- **Activity**
Reproduce the entire profile of ASU Online student Jennifer Keefer word for word.

- **Page extract**
________

With dreams of becoming a registered dietitian, ASU Online student Jennifer Keefer had originally planned to attend the university on campus. But life had other plans, and a serious fall down a flight of stairs put those dreams on hold.
Jennifer’s fall triggered a congenital problem called chiari malformation, a condition in which brain tissue extends into the spinal canal. It took three years for her to receive the diagnosis, at which point she underwent brain surgery. Though she has recovered and says she is in a lot better place than she was four years ago, the condition is lifelong. Jennifer’s arteries suffered damage, and she now has heat intolerance — not ideal when living in Arizona.
“Some days are worse than others as far as cognitive abilities, so having to drive or even living on campus no longer seemed like an option,” Jennifer says. “There’s no telling whether this is lifelong, but there is hope, and I have a good team of medical professionals.”
She eventually got a job in the front office at a local high school, where she enjoyed talking with students. One day, she had the opportunity to give a 15-minute presentation on nutrition to a computer class. She walked out of the room wanting to become a high school health teacher, and knew it was time to find a way to go back to school. When she discovered ASU Online’s degree in Health Education and Health Promotion, she knew it was the right fit.
Though she was initially afraid her injuries would hinder her ability to keep up with her coursework, Jennifer immediately took advantage of every resource offered to online students, and says the support was vital to her success. She made an appointment with her Success Coach to identify where her struggles were, how she could overcome them, and how she could manage her workload.
“We talked through what I could do when I got lost, how I could reach out to my professors and find different ways to handle stress,” she says. “All of my professors have been wonderful and understanding, as long as I’m willing to speak up and ask for help.”

________

- **Excerpted records**

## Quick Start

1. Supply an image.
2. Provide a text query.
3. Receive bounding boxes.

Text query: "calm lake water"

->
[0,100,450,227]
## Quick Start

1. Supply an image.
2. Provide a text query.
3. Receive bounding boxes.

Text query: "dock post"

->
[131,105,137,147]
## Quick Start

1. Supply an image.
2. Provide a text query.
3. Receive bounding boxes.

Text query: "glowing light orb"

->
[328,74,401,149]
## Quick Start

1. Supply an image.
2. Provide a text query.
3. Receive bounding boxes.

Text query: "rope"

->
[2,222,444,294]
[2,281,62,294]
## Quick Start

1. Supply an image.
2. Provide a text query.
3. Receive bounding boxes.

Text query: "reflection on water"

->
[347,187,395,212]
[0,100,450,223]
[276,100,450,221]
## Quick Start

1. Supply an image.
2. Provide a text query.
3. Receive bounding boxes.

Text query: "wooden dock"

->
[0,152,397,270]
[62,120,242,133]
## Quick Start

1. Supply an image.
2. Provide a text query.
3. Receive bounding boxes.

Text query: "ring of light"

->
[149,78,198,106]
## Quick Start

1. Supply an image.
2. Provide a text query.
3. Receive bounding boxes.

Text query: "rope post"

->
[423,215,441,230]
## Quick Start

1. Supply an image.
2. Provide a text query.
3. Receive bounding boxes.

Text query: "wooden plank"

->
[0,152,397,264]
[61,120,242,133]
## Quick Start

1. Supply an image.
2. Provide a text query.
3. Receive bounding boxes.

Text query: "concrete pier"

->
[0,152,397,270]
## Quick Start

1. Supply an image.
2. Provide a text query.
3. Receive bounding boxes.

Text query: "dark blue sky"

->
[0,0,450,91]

________

- **Solution below**
With dreams of becoming a registered dietitian, ASU Online student Jennifer Keefer had originally planned to attend the university on campus. But life had other plans, and a serious fall down a flight of stairs put those dreams on hold.
Jennifer’s fall triggered a congenital problem called chiari malformation, a condition in which brain tissue extends into the spinal canal. It took three years for her to receive the diagnosis, at which point she underwent brain surgery. Though she has recovered and says she is in a lot better place than she was four years ago, the condition is lifelong. Jennifer’s arteries suffered damage, and she now has heat intolerance — not ideal when living in Arizona.
“Some days are worse than others as far as cognitive abilities, so having to drive or even living on campus no longer seemed like an option,” Jennifer says. “There’s no telling whether this is lifelong, but there is hope, and I have a good team of medical professionals.”
She eventually got a job in the front office at a local high school, where she enjoyed talking with students. One day, she had the opportunity to give a 15-minute presentation on nutrition to a computer class. She walked out of the room wanting to become a high school health teacher, and knew it was time to find a way to go back to school. When she discovered ASU Online’s degree in Health Education and Health Promotion, she knew it was the right fit.
Though she was initially afraid her injuries would hinder her ability to keep up with her coursework, Jennifer immediately took advantage of every resource offered to online students, and says the support was vital to her success. She made an appointment with her Success Coach to identify where her struggles were, how she could overcome them, and how she could manage her workload.
“We talked through what I could do when I got lost, how I could reach out to my professors and find different ways to handle stress,” she says. “All of my professors have been wonderful and understanding, as long as I’m willing to speak up and ask for help.”